**ЗАДАНИЕ A**
Кто, согласно отрывку о штабе бригады, в какой-то мере исполнял обязанности заместителя начальника штаба?

**ПОКАЗАННЫЙ ОТРЫВОК**
Штаб бригады, хотя он и не имел некоторое время постоянного начальника, оказался слаженным, дружным. Обязанности заместителя начальника штаба, которого по штату не полагалось, в какой-то мере, так уж это сложилось, исполнял флагманский штурман капитан-лейтенант А.Н.Тюренков, человек компетентный и обстоятельный, сразу ставший для меня надёжной опорой. Легко нашли мы общий язык и с моим коллегой по первой флотской специальности — флагманским минёром С.И.Иодковским, да и с другими специалистами штаба. Знакомиться с кораблями и людьми очень помогли мне хорошо знавшие их флагманские специалисты штаба, а также работники отдела политической пропаганды, который возглавлял бригадный комиссар Г.М.Обушенков. Почти весь командный состав бригады уже имел квартиры в городе. У нас с комбригом семей тут не было, и мы редко отлучались из расположения соединения. По вечерам Египко обычно приглашал меня к себе, в просторную флагманскую каюту под ходовым мостиком «Иртыша», и мы обменивались впечатлениями дня, обсуждали наши дела. Став начальником и подчинённым, мы не перестали быть добрыми товарищами. Оставшись вдвоём, говорили друг другу, как привыкли в академии: Николай Павлович и Лев Андреевич.

**ПРЕДОСТАВЛЕННЫЕ ЗАПИСИ**
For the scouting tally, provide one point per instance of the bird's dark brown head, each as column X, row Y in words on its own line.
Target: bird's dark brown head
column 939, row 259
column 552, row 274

--

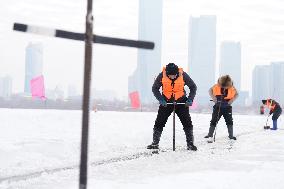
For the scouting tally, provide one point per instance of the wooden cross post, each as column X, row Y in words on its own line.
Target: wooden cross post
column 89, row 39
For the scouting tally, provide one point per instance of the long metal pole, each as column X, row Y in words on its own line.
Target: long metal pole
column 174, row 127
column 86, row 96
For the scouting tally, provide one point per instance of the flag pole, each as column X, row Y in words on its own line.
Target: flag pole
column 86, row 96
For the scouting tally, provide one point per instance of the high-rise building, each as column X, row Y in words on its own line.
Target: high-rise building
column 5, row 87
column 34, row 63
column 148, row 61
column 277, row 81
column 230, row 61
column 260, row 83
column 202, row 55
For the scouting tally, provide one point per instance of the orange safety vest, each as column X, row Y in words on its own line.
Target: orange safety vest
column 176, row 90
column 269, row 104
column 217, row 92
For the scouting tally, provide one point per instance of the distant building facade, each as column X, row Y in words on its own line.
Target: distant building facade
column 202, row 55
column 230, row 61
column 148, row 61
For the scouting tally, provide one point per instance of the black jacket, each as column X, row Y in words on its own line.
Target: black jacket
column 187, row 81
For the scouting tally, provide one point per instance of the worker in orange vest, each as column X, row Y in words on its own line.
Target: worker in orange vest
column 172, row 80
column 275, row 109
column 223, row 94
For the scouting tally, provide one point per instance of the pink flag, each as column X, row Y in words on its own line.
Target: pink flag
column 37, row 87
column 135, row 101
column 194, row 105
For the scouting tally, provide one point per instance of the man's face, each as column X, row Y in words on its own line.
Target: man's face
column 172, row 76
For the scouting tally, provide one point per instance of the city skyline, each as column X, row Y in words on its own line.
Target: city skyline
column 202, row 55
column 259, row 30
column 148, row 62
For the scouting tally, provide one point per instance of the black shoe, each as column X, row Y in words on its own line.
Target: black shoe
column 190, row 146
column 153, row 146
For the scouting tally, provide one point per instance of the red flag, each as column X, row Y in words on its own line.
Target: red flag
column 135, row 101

==

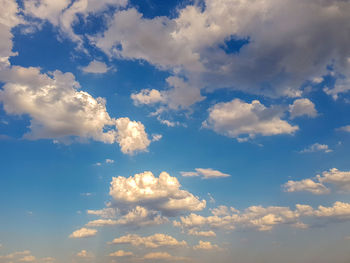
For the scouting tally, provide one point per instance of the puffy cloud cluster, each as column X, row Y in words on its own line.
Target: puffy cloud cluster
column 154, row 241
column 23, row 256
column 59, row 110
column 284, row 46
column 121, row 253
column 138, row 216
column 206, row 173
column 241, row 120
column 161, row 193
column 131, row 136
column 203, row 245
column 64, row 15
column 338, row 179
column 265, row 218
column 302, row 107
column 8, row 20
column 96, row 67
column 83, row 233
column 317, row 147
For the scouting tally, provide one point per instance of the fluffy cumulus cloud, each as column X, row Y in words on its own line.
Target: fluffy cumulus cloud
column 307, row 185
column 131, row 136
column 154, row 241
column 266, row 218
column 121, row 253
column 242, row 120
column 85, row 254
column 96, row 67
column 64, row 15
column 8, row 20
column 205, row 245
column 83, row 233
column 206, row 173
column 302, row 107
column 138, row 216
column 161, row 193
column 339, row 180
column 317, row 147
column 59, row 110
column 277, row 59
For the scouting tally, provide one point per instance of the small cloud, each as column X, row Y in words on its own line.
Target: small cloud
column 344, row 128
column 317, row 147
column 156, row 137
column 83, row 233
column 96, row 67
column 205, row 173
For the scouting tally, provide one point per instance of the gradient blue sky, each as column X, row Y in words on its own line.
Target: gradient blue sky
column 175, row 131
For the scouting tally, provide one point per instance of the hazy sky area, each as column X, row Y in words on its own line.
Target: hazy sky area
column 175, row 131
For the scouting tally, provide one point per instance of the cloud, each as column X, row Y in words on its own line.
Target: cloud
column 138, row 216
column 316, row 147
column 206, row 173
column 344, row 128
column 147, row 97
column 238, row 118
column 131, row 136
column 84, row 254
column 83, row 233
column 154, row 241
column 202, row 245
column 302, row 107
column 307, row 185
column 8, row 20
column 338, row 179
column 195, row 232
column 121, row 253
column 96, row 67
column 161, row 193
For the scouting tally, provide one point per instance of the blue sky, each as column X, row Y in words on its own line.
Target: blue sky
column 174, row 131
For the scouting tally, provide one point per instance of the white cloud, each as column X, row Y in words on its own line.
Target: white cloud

**ЗАДАНИЕ B**
Повторите из записей строки от строки с «of the bird's» до строки с «column 552, row 274» включительно.

**ПОЛНЫЙ ОТВЕТ A**
Флагманский штурман капитан-лейтенант А.Н.Тюренков.

**ПОЛНЫЙ ОТВЕТ B**
For the scouting tally, provide one point per instance of the bird's dark brown head, each as column X, row Y in words on its own line.
Target: bird's dark brown head
column 939, row 259
column 552, row 274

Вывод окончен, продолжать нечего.